Check your understanding:
a) In the journal entry, what does the writer say they can't wait to start doing at the hospital?
b) Please print the journal entry word for word from "As always he" to "come this far.".

Excerpt provided:
I have neither disappeared into the real world, nor sunk to the depths of depression. I have alternated between being busy and tired. My friend Mark, of http://journals.aol.com/makemarc/SoberGayEx-Con/,put put it best in his comment on my last entry. After I enumerated the ways I am moving outward, he wrote, sardonically,
" What? You're not training for a triathlon? Gee Margo, some people are so lazy!"
As always he has a good point, and I must be very careful about not rushing to add more "interesting" activities to my life, at least when I have so many "have to" ones-physical therapy. doctor's appointments, regular therapy appointments, some of which are an hour's drive away. Of course the problem is that the interesting things-like yoga, and "elder-sitting" a woman at a local nursing home are the ones I want to do! And I can't wait to start doing Gentle Touch/Guided Imagery at the hospital! And I am so grateful to have come this far.

Data listing:
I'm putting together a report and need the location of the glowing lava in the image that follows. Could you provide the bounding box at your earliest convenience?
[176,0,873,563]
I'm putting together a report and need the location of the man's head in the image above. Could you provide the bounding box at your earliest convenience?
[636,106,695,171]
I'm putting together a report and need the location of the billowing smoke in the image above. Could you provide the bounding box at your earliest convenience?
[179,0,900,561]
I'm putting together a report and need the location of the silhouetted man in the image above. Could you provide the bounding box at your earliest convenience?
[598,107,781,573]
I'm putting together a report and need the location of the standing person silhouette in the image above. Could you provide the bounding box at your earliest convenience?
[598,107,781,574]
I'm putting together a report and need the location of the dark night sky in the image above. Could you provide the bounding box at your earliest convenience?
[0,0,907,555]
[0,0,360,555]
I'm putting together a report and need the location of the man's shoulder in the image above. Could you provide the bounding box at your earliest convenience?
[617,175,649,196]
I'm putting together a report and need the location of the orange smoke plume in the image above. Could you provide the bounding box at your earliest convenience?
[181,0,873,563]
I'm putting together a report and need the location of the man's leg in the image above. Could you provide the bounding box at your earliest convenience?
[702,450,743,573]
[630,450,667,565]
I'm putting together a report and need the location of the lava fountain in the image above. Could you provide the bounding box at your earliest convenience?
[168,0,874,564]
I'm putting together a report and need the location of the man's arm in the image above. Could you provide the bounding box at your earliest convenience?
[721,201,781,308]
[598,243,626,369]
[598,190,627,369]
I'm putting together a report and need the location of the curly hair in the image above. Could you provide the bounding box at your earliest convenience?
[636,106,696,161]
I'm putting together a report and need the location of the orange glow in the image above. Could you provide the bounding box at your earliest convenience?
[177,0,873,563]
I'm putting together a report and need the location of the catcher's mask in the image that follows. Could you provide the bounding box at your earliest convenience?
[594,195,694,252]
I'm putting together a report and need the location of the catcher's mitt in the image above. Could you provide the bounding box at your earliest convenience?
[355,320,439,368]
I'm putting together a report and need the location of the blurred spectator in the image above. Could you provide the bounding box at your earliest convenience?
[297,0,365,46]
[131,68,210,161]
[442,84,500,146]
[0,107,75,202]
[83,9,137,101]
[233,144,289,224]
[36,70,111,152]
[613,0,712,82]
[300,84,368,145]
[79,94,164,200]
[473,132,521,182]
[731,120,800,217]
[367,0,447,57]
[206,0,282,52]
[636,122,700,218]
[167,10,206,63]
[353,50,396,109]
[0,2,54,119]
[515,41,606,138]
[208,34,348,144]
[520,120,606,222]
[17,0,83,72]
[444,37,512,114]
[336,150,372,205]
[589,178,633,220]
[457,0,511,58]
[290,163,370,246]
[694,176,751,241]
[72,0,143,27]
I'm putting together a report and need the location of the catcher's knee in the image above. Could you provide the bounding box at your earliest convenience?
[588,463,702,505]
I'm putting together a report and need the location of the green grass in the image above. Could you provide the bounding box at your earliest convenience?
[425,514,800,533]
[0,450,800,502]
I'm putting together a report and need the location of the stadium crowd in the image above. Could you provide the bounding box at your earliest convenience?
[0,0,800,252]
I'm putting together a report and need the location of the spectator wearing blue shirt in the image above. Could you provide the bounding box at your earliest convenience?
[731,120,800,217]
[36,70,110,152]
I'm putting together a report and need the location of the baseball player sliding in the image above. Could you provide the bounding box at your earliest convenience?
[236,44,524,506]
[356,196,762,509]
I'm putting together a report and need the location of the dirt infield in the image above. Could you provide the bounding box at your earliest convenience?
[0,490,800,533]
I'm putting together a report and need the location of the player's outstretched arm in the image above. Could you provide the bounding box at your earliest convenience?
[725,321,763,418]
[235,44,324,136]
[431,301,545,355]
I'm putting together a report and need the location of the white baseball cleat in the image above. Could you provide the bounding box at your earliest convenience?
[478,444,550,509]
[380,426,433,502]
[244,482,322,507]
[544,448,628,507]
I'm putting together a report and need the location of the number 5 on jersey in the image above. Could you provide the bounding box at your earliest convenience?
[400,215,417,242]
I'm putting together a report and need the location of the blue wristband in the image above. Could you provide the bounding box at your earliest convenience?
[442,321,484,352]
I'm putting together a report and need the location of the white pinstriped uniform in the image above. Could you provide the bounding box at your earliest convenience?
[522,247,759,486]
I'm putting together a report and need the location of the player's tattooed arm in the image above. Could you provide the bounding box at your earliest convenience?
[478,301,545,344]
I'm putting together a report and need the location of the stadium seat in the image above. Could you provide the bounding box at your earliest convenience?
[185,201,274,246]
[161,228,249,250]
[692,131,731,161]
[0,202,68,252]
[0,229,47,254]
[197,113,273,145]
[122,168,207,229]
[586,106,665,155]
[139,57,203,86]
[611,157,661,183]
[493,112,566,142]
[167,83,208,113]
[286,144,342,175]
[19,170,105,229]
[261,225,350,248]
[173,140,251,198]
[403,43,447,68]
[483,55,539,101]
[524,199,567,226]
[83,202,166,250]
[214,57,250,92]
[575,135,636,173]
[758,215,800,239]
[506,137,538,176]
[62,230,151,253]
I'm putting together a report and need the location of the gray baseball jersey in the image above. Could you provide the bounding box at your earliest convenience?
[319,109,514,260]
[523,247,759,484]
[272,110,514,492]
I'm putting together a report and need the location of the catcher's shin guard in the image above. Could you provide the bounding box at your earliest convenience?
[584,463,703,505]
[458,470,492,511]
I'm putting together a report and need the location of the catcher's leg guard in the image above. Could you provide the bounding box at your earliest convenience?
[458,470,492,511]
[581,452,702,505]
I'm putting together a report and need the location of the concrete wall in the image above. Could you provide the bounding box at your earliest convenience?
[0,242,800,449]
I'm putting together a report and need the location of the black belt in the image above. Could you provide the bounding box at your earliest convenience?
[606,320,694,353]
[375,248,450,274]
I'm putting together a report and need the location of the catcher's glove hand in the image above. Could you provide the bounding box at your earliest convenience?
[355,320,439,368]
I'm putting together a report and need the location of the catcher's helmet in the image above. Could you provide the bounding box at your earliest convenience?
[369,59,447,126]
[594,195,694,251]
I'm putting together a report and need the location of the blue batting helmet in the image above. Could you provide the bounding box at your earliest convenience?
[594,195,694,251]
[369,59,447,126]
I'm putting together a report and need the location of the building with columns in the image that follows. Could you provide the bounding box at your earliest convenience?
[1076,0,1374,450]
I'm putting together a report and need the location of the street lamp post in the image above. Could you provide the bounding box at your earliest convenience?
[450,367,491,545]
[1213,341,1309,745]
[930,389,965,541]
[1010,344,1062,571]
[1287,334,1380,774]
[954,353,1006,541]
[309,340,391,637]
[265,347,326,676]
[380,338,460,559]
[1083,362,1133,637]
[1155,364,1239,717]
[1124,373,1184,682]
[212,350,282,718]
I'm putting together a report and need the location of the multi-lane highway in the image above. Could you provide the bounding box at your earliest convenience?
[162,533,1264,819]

Solutions:
a) Gentle Touch/Guided Imagery

b)
As always he has a good point, and I must be very careful about not rushing to add more "interesting" activities to my life, at least when I have so many "have to" ones-physical therapy. doctor's appointments, regular therapy appointments, some of which are an hour's drive away. Of course the problem is that the interesting things-like yoga, and "elder-sitting" a woman at a local nursing home are the ones I want to do! And I can't wait to start doing Gentle Touch/Guided Imagery at the hospital! And I am so grateful to have come this far.